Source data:
** START **

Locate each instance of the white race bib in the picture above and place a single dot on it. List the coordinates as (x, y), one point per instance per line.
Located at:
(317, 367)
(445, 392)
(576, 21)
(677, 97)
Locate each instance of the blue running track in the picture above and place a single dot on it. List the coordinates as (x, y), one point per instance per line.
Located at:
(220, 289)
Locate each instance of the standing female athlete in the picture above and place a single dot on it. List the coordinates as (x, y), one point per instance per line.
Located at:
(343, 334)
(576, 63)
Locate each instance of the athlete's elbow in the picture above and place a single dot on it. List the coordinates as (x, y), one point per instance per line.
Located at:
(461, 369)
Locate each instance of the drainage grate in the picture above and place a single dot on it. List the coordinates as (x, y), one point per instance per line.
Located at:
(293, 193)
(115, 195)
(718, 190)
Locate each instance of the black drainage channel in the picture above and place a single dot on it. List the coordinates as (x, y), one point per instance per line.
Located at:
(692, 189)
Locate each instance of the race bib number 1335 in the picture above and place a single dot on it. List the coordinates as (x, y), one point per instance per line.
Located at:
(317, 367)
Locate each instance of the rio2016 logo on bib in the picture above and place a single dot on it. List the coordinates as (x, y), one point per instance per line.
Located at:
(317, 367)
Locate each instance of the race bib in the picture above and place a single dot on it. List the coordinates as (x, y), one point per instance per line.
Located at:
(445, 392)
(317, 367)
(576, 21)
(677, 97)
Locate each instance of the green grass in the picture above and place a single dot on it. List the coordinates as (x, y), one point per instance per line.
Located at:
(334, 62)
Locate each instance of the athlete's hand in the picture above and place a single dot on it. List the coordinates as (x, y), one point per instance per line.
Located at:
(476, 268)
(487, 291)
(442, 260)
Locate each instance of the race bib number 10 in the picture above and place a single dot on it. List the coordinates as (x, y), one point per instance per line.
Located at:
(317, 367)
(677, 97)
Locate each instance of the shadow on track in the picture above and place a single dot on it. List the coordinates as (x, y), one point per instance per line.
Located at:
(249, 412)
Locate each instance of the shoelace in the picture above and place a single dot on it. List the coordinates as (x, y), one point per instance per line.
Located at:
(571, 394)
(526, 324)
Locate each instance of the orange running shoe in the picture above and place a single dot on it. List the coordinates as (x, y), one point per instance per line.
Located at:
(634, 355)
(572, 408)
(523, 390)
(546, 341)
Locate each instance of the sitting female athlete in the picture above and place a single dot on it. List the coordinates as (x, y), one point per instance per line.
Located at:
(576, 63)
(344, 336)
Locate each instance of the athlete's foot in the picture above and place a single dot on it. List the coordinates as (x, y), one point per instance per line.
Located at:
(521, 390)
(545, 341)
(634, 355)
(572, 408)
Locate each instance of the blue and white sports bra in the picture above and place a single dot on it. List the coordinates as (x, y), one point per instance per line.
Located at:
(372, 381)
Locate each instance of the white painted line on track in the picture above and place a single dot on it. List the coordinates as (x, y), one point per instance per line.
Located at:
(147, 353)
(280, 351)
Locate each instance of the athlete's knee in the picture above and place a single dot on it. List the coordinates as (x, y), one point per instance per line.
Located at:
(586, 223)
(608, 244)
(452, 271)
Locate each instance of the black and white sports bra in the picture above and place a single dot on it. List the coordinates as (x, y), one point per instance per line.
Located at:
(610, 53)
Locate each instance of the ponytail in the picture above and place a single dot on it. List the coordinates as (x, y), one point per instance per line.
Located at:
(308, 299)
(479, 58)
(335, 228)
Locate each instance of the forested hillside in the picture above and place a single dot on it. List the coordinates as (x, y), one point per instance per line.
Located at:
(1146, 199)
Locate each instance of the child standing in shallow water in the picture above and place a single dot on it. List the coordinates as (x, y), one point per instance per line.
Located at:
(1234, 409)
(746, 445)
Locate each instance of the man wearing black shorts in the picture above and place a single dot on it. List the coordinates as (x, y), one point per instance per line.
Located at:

** END **

> **BRIEF**: Reproduce the rows above, swapping every "Located at" for "Found at". Keep everything else identical.

> **WRITTEN SOLUTION**:
Locate each instance of the white race bib in the picture above and place a single dot on it. List the coordinates as (x, y), one point per instance per line.
Found at:
(317, 367)
(445, 392)
(576, 21)
(677, 97)
Locate each instance of the blue running track in the picture above and place a single dot on it. List the coordinates as (x, y), one point per instance per line.
Found at:
(220, 289)
Locate each instance of the standing female athlete in the picture above and place a single dot on it. List the coordinates as (x, y), one point per instance per line.
Found at:
(343, 334)
(576, 63)
Locate each instance of the athlete's elbow in the picture above and place a single dot on it. List the coordinates as (x, y), one point per instance per line.
Found at:
(461, 369)
Locate each instance of the drainage grate in the picture above and place a single dot on it. List the coordinates as (x, y), one point per instance per line.
Found at:
(293, 193)
(115, 195)
(718, 190)
Locate each instance of the black drainage channel in the picture above and place a single dot on it. List the coordinates as (x, y), one point per instance per line.
Found at:
(692, 189)
Locate each instance of the race bib number 1335 in the picture above and place a single dot on it. List the coordinates as (x, y), one point per instance per line.
Found at:
(317, 367)
Locate each instance of the rio2016 logo on bib in the picture above and place a single dot on it. List the coordinates as (x, y), one point per instance per line.
Found at:
(317, 367)
Locate each instance of the race bib in the picture above and place a single dot on it. List the coordinates as (x, y), one point per instance per line.
Found at:
(445, 392)
(317, 367)
(576, 21)
(677, 97)
Locate each instance of the green grass in the picture above and place a single dot on it. List the coordinates as (x, y), one point per instance per line.
Found at:
(334, 62)
Locate each instance of the athlete's hand in the picture above and place a single dot on it. List the coordinates as (x, y), one point per instance per line.
Found at:
(476, 268)
(487, 291)
(442, 260)
Locate each instance of the race bib number 10 in the picture above and place a single dot on it. List the coordinates as (x, y), one point per instance per line.
Found at:
(317, 367)
(677, 97)
Locate each instance of the shadow on track in the picture above and place a single dot on it. List the coordinates as (x, y), one point per instance per line.
Found at:
(249, 412)
Locate each instance of the shoelace in the picture above and place a single dot on it. List the coordinates as (x, y), one point per instance per line.
Found at:
(571, 394)
(526, 324)
Locate each instance of the orange running shoe in the picture above and place a single dot on it. List the coordinates as (x, y), one point per instance per line.
Found at:
(634, 355)
(572, 408)
(523, 390)
(546, 341)
Locate each instance of the sitting female athlete in the picture above and place a single dot on it. List the coordinates as (x, y), one point per instance per line.
Found at:
(576, 63)
(344, 336)
Locate each instance of the athlete's foot in the picture above and place a single dot on it. List the coordinates as (x, y), one point per instance per line.
Found at:
(521, 390)
(545, 341)
(634, 355)
(572, 408)
Locate each instance of the blue and white sports bra in the picture above and place a single dot on it. List the coordinates as (x, y), one point per instance per line.
Found at:
(372, 381)
Locate each instance of the white painted line on track in the picture above and place a single dot on it. List the coordinates as (x, y), one point per instance per line.
Found at:
(147, 353)
(280, 351)
Locate each instance of the athlete's knee in the picture above and place a single dot on it. List the coordinates as (x, y), one point per instance per line.
Found at:
(586, 223)
(608, 244)
(452, 271)
Locate each instance of the black and white sports bra in the picture above and place a single dot on it. List the coordinates as (x, y), one point per instance per line.
Found at:
(610, 53)
Locate each instance of the ponytail in the picture above and place a single dot on it. List the coordinates as (x, y), one point per instance per line.
Found at:
(308, 299)
(479, 58)
(335, 228)
Locate each instance of the forested hillside in the picture above and place a single dot on it. List the coordinates as (x, y), one point per instance per line.
Found at:
(1146, 199)
Locate each instance of the child standing in shallow water in the picture above and place a single dot on it. List the coordinates as (x, y), one point per instance per line.
Found at:
(1234, 409)
(746, 445)
Locate each instance of the man wearing black shorts in the picture above and place a single dot on it. List the coordinates as (x, y), one point per instance per line.
Found at:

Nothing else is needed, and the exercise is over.